### Text to read:

The situation seemed a little worse at the Korea Aerospace University for the interviewee, Mr. Choo, actually personally witnessed a group of people cheating. “There was a professor who didn’t supervise properly and I heard that the students who were at the back managed to check each other’s answers. I was sitting at the front so I didn’t have a clue. But our school does try to prevent these kinds of cheating. Most of the professors check the students’ ID cards before the tests so it effectively prevents other people from taking a test for someone else. But the drawback is that when you become a senior, cheating becomes almost meaningless so some professors don’t bother.”
Considering other universities, they don’t really seem to have a clear-cut way of preventing cheating, but that does not allow cheating in the first place. The graph (below, at the right, at the left, above) shows that more than 50% of university students have had an experience of cheating, and that’s just the percentage of people who have cheated before - the average is probably something worse to know.
Focusing on CAU, the seriousness and the reality entirely lies in our CAU student’s conscience. However, that does not declare our exam system innocent. Anyone who hasn’t studied enough because of unavoidable or personally difficult-to-avoid circumstances always gets the sweet temptation to cheat. The degree of temptation differs entirely according to many different factors but the biggest factor would be how difficult it is to cheat. For instance, one can rarely find someone trying to cheat in the Su-nung exam; it would be almost impossible. Likewise, if the exams taken at CAU were difficult to cheat on, it wouldn’t be long until no one would even dream of cheating.
The cheating machine
There are many ways to cheat. Some use rather crude yet effective methods such as writing on their palms, fingernails, notes, erasers and so on. These are actually quite difficult to detect if you can’t see the person’s hands or check their pencil cases. But also, ever since mobile phones had the text messaging technology, there have been many ways to cheat by using electronic devices. Some might say that smartphones are the most dangerous. Actually they are so dangerous that most supervisors tend to prevent students from using them. The dangerous devices are those that students are allowed to use such as the scientific calculator.
Just a simple search in any search engine and you can find that the TI calculator has all sorts of functions, including saving formulas. Thus, if used in a rather immoral manner, it can become a natural cheating device. Therefore, there must be adjustments to prevent this kind of cheating method. Since prohibiting that kind of calculator altogether would be a waste of money for students with only intentions of using the calculating functions, a simple way would be to reset all the calculators before the beginning of the exam. It may be a little tedious to check every single calculator, but it can make the difference of preventing a C becoming an A.
Simply too easy to cheat
Yet the biggest problem would be that it is just too easy to cheat. Regardless of the size of the exam room there are hardly ever more than two people who supervise. Even if there is only one person presiding over an examination, he or she still sometimes leaves the room. It depends on the people’s sense of values, but when it comes to life-determining exams, values tend to drop dramatically. In other words, unless one has memorized everything about the subject back-to-front, anyone can get tempted.

### Supplied information:

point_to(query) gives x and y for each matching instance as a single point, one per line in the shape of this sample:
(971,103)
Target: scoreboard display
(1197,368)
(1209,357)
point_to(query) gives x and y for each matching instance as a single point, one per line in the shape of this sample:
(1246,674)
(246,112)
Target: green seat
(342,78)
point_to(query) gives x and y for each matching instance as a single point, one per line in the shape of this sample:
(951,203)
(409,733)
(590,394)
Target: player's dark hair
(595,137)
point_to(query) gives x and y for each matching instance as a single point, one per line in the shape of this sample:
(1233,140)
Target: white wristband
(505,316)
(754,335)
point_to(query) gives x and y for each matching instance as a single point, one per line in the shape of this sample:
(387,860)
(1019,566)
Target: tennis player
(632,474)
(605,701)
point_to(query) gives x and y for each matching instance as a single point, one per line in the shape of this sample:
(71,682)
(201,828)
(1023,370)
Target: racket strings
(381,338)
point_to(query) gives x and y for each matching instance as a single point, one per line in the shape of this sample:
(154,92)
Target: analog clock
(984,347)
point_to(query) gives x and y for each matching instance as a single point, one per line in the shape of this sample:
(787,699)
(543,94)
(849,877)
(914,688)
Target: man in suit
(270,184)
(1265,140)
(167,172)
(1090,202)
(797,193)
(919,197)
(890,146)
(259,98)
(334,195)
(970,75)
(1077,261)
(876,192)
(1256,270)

### Problem to solve:
Continue the article on cheating in university exams from the point where it ends, picking up after its final sentence.

### Written reply:
So people need to be restrained and harnessed so that actually attempting to pull the trigger would seem foolish. Otherwise, if there are no supervisors or about three people blocking the view in front of you, you might be tempted to give it a shot. The best way to prevent attempts of cheating would obviously be to have more supervisors pacing around the exam room. If not, at least two people should be at the front and the back. Since one cannot know what the person in the back is staring at, everyone would feel at least a little afraid that the supervisor might be staring at them. Also, there are a few ways that supervisors might want to keep in mind.
Checking palms, wrists, fingernails, desks, chairs before the beginning of the exam.
Putting all the bags and pencil cases at the back of the classroom. Only allowing students to keep erasers, a mechanical pencil and a pen at the desk.
Clearly reminding everyone the consequences of cheating before the exam.
Banning every mechanical device apart from electronic calculators, which must be reset before the exam.
Randomizing the seats of every student, or mixing students so that everyone is next to a student from a different department.
Restricting students to turn their heads or placing their hands in places that cannot be seen by supervisors.
Only allowing students who have turned in their exam papers to exit the room.
Fear of becoming a tattle tale
Actually, if every student did not hesitate to report sightings of cheating, this could be more effective than 10 supervisors for 30 students. Most of the postings in CAUIN were reports of finding traces of someone cheating. You can even find a posting where a student reported a cheater but the supervisor said in such a loud voice that everyone could hear, “Oh, the person in front of you cheated!!?” and as a result the student posted that he or she will never report cheaters again. This kind of person is actually a very rare case – hardly anyone finds the courage to report cheats – but even in this case, when she (allegedly a she) reported and the people around her knew that she reported, she decided to never report again. This is the point. People are simply afraid that they would be looked upon as a tattle tale or a grasser.
In Korean society, where forming a good clique is seen as an enormously important part of life (to some, the most important), having the image of a grasser would cause almost irreversible damage to one’s image. Therefore, there should definitely be a kind of system that can assure that no one would know that one had grassed. For starters, supervisors should definitely be quiet on the matter and try their best to keep everyone in the dark on who the reporter is. This is the least that they can do for the people who had the courage to report. Secondly, it should be made possible to report in the middle of the exam for evidence could be eliminated after the exam. Showing a note to the supervisor shouldn’t be too difficult. Finally, for the best possible effect, there should be some kind of reward for the people who report cheaters. Of course, giving academic credit would not make sense but some kind of reward would definitely be effective.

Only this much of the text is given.